Stored data
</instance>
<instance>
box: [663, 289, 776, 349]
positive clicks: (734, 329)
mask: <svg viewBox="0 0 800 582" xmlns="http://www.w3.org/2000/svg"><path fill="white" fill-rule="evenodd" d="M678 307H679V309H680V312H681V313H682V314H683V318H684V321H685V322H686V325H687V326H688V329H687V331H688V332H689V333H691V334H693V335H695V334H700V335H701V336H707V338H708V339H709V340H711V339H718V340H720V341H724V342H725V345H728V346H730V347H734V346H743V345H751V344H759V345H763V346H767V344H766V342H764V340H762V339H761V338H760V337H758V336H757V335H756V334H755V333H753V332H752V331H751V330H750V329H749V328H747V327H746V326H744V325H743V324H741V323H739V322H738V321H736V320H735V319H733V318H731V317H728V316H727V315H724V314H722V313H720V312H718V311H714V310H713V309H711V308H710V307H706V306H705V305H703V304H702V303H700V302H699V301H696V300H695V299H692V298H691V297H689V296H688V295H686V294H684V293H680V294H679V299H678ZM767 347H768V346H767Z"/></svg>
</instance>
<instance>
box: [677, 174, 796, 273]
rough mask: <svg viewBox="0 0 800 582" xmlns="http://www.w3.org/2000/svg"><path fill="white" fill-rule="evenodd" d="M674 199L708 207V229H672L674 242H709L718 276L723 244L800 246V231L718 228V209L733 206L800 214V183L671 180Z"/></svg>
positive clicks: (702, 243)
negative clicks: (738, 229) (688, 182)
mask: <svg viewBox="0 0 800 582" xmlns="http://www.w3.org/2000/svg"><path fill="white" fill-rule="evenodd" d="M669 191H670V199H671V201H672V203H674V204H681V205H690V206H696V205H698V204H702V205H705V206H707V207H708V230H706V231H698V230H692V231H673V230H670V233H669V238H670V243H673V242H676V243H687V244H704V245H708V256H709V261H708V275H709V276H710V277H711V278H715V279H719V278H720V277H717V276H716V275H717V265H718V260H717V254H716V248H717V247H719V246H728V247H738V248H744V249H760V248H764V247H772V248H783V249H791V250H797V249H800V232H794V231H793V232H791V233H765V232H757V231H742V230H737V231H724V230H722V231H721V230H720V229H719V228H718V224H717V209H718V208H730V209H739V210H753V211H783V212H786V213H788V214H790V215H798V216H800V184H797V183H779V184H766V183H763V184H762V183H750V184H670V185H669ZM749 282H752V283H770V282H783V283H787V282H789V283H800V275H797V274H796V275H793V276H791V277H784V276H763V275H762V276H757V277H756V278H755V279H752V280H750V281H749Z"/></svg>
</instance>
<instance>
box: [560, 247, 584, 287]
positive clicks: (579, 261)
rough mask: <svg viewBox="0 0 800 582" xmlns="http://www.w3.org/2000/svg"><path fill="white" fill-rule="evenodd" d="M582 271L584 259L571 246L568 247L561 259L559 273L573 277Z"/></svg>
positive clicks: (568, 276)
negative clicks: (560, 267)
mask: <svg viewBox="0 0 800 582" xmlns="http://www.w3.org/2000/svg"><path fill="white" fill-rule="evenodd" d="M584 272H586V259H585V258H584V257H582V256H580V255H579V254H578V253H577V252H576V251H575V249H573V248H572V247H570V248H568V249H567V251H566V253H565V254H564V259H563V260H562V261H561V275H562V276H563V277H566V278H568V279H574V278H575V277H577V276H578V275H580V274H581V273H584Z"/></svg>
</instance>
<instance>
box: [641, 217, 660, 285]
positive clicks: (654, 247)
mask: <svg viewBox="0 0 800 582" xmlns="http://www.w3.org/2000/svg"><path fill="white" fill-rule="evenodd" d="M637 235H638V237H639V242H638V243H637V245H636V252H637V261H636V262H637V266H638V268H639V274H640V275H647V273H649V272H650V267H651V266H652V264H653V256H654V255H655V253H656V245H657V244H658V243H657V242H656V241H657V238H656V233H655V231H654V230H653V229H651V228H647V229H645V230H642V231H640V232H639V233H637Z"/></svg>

TASK OBJECTIVE: Your reply must be a faithful copy of each entry above.

EXERCISE RESPONSE:
</instance>
<instance>
box: [663, 289, 776, 349]
positive clicks: (734, 329)
mask: <svg viewBox="0 0 800 582" xmlns="http://www.w3.org/2000/svg"><path fill="white" fill-rule="evenodd" d="M678 307H679V309H680V312H681V313H682V314H683V318H684V321H685V322H686V325H687V326H688V329H687V331H688V332H689V333H691V334H693V335H695V334H700V335H701V336H707V338H708V339H709V340H711V339H718V340H720V341H724V342H725V345H728V346H730V347H734V346H743V345H751V344H759V345H763V346H767V344H766V342H764V340H762V339H761V338H760V337H758V336H757V335H756V334H755V333H753V332H752V331H751V330H750V329H749V328H747V327H746V326H744V325H743V324H741V323H739V322H738V321H736V320H735V319H733V318H731V317H728V316H727V315H724V314H722V313H720V312H718V311H714V310H713V309H711V308H710V307H706V306H705V305H703V304H702V303H700V302H699V301H696V300H695V299H692V298H691V297H689V296H688V295H686V294H684V293H680V294H679V299H678ZM767 347H768V346H767Z"/></svg>
</instance>
<instance>
box: [677, 174, 796, 273]
rough mask: <svg viewBox="0 0 800 582" xmlns="http://www.w3.org/2000/svg"><path fill="white" fill-rule="evenodd" d="M674 199L708 207V229H672L674 242H709L718 276L723 244L800 246V231L718 228V209L733 206L800 214V183L671 180Z"/></svg>
positive clicks: (702, 243)
negative clicks: (738, 229) (688, 182)
mask: <svg viewBox="0 0 800 582" xmlns="http://www.w3.org/2000/svg"><path fill="white" fill-rule="evenodd" d="M669 191H670V199H671V201H672V203H674V204H681V205H690V206H696V205H698V204H702V205H705V206H707V207H708V230H706V231H698V230H692V231H673V230H670V233H669V238H670V243H673V242H676V243H687V244H704V245H708V256H709V261H708V275H709V276H710V277H711V278H715V279H719V278H720V277H717V276H716V275H717V265H718V260H717V254H716V248H717V247H719V246H728V247H738V248H744V249H760V248H764V247H772V248H783V249H791V250H797V249H800V232H794V231H793V232H791V233H765V232H757V231H742V230H737V231H724V230H722V231H721V230H720V229H719V228H718V224H717V209H718V208H730V209H739V210H753V211H783V212H786V213H788V214H790V215H798V216H800V184H797V183H779V184H766V183H763V184H762V183H750V184H670V185H669ZM749 282H752V283H770V282H783V283H787V282H789V283H800V275H797V274H796V275H793V276H791V277H784V276H763V275H762V276H757V277H756V278H755V279H752V280H750V281H749Z"/></svg>
</instance>
<instance>
box: [560, 247, 584, 287]
positive clicks: (579, 261)
rough mask: <svg viewBox="0 0 800 582" xmlns="http://www.w3.org/2000/svg"><path fill="white" fill-rule="evenodd" d="M582 271L584 259L571 246L568 247L561 259L559 273L573 277Z"/></svg>
positive clicks: (568, 276)
negative clicks: (560, 267)
mask: <svg viewBox="0 0 800 582" xmlns="http://www.w3.org/2000/svg"><path fill="white" fill-rule="evenodd" d="M584 272H586V259H585V258H584V257H582V256H580V255H579V254H578V253H577V252H576V251H575V249H573V248H572V247H570V248H568V249H567V251H566V253H565V254H564V259H563V260H562V261H561V275H562V276H563V277H566V278H568V279H574V278H575V277H577V276H578V275H580V274H581V273H584Z"/></svg>
</instance>
<instance>
box: [641, 217, 660, 285]
positive clicks: (654, 247)
mask: <svg viewBox="0 0 800 582" xmlns="http://www.w3.org/2000/svg"><path fill="white" fill-rule="evenodd" d="M637 235H638V237H639V242H638V243H637V245H636V252H637V261H636V262H637V266H638V268H639V274H640V275H647V273H649V272H650V267H651V266H652V264H653V256H654V255H655V253H656V245H657V244H658V243H657V242H656V241H657V238H656V233H655V231H654V230H653V229H651V228H647V229H645V230H642V231H640V232H639V233H637Z"/></svg>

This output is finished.